WHAT YOU NEED TO DO
From the first entry to the last, transcribe everything exactly.

+ + + + + + +

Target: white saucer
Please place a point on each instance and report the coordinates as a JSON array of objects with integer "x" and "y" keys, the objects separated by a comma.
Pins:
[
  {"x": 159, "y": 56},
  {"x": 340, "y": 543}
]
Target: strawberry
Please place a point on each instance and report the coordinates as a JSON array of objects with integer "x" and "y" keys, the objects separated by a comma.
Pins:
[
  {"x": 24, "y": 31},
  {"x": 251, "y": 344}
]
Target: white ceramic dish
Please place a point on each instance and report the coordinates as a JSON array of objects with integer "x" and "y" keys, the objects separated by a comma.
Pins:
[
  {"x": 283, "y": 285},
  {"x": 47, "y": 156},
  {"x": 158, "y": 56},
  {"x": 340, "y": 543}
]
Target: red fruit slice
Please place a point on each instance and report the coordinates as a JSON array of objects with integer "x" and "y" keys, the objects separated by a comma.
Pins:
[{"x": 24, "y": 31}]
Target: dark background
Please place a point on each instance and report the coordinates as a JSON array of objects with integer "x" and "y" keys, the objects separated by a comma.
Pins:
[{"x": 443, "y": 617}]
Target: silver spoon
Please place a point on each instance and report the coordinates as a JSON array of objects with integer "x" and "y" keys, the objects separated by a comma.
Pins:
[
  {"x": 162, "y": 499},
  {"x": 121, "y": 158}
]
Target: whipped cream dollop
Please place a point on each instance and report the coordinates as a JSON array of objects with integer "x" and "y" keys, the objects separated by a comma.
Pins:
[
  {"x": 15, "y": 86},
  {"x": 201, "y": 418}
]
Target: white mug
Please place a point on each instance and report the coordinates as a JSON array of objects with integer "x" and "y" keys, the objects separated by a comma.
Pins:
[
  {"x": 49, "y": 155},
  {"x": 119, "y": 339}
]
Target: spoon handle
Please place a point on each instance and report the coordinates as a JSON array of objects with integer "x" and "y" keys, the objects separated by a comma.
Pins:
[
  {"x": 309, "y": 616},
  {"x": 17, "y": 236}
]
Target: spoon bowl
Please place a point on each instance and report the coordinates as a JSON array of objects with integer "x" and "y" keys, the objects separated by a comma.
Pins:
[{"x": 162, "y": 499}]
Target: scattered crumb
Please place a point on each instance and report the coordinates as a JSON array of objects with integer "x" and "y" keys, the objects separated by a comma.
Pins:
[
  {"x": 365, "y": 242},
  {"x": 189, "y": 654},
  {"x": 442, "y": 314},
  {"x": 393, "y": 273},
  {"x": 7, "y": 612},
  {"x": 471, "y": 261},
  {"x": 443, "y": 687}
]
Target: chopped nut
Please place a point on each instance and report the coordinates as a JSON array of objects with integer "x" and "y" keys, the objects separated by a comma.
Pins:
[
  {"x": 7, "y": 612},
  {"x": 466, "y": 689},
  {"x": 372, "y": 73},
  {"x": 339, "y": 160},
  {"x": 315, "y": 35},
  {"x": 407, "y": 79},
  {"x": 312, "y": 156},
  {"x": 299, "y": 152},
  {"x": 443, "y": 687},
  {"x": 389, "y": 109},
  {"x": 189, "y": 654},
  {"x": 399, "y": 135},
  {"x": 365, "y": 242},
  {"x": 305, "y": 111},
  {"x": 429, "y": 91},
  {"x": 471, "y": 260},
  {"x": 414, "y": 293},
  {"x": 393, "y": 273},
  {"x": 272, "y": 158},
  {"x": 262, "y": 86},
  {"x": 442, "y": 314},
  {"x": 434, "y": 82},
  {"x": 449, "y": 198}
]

+ + + + + + +

RESPONSE FOR THIS EXERCISE
Target: white saucer
Please place a point on each instance and report the coordinates as a JSON array of objects with integer "x" and "y" keys, the objects separated by a comma.
Pins:
[
  {"x": 159, "y": 56},
  {"x": 340, "y": 543}
]
Target: strawberry
Please place a point on each instance and report the coordinates as a JSON array of objects with integer "x" and "y" keys, the objects separated by a comma.
Pins:
[
  {"x": 24, "y": 31},
  {"x": 251, "y": 344}
]
Target: white ceramic dish
Please place a point on each instance and report the coordinates as a JSON array of objects with integer "x" and "y" keys, the objects separated by a comma.
Pins:
[
  {"x": 283, "y": 285},
  {"x": 47, "y": 156},
  {"x": 158, "y": 56},
  {"x": 340, "y": 543}
]
Target: red fruit slice
Please place a point on each instance and report the coordinates as a JSON array of objects with integer "x" and "y" keys, the objects separated by a comma.
Pins:
[{"x": 24, "y": 31}]
Target: dark background
Please place a point on each instance and report the coordinates as a JSON array of objects with integer "x" and "y" keys, the objects separated by a comma.
Pins:
[{"x": 443, "y": 617}]
Target: silver spoon
Please place a point on each instance and report the coordinates as a JSON array of objects with integer "x" and "y" keys, the objects separated by a comma.
Pins:
[
  {"x": 162, "y": 499},
  {"x": 121, "y": 158}
]
Target: whipped cream dollop
Please place a point on each instance and report the coordinates as a JSON array of objects with integer "x" and "y" keys, the objects separated by a comma.
Pins:
[
  {"x": 15, "y": 86},
  {"x": 201, "y": 418}
]
Target: white mug
Please place a point on each instance and report the coordinates as a JSON array of objects with integer "x" and "y" keys, the objects separated by a comma.
Pins:
[
  {"x": 49, "y": 155},
  {"x": 119, "y": 339}
]
Target: spoon handle
Please place a point on each instance and report the coordinates as a JSON array of objects with integer "x" and "y" keys, the objects separated by a comma.
Pins:
[
  {"x": 309, "y": 616},
  {"x": 17, "y": 236}
]
Target: spoon bowl
Please place a point on each instance and report the coordinates as a JSON array of objects with integer "x" and "y" keys, the objects separated by a comma.
Pins:
[{"x": 162, "y": 499}]
Target: scattered crumb
Please place a point on each instance and report the coordinates as a JSON array of objects with integer "x" and "y" keys, the objects separated by a comma.
Pins:
[
  {"x": 365, "y": 242},
  {"x": 189, "y": 654},
  {"x": 442, "y": 314},
  {"x": 393, "y": 273},
  {"x": 7, "y": 612},
  {"x": 471, "y": 261},
  {"x": 443, "y": 687}
]
Target: chopped nut
Please place a point on each instance and report the coordinates as a JSON array of objects with integer "x" and "y" keys, the objects separated by a comma.
Pins:
[
  {"x": 7, "y": 612},
  {"x": 466, "y": 689},
  {"x": 372, "y": 73},
  {"x": 339, "y": 160},
  {"x": 315, "y": 35},
  {"x": 407, "y": 79},
  {"x": 312, "y": 156},
  {"x": 299, "y": 152},
  {"x": 443, "y": 687},
  {"x": 389, "y": 109},
  {"x": 189, "y": 654},
  {"x": 399, "y": 135},
  {"x": 365, "y": 242},
  {"x": 305, "y": 111},
  {"x": 429, "y": 91},
  {"x": 471, "y": 260},
  {"x": 414, "y": 293},
  {"x": 393, "y": 273},
  {"x": 272, "y": 158},
  {"x": 262, "y": 86},
  {"x": 442, "y": 314},
  {"x": 434, "y": 82},
  {"x": 449, "y": 198}
]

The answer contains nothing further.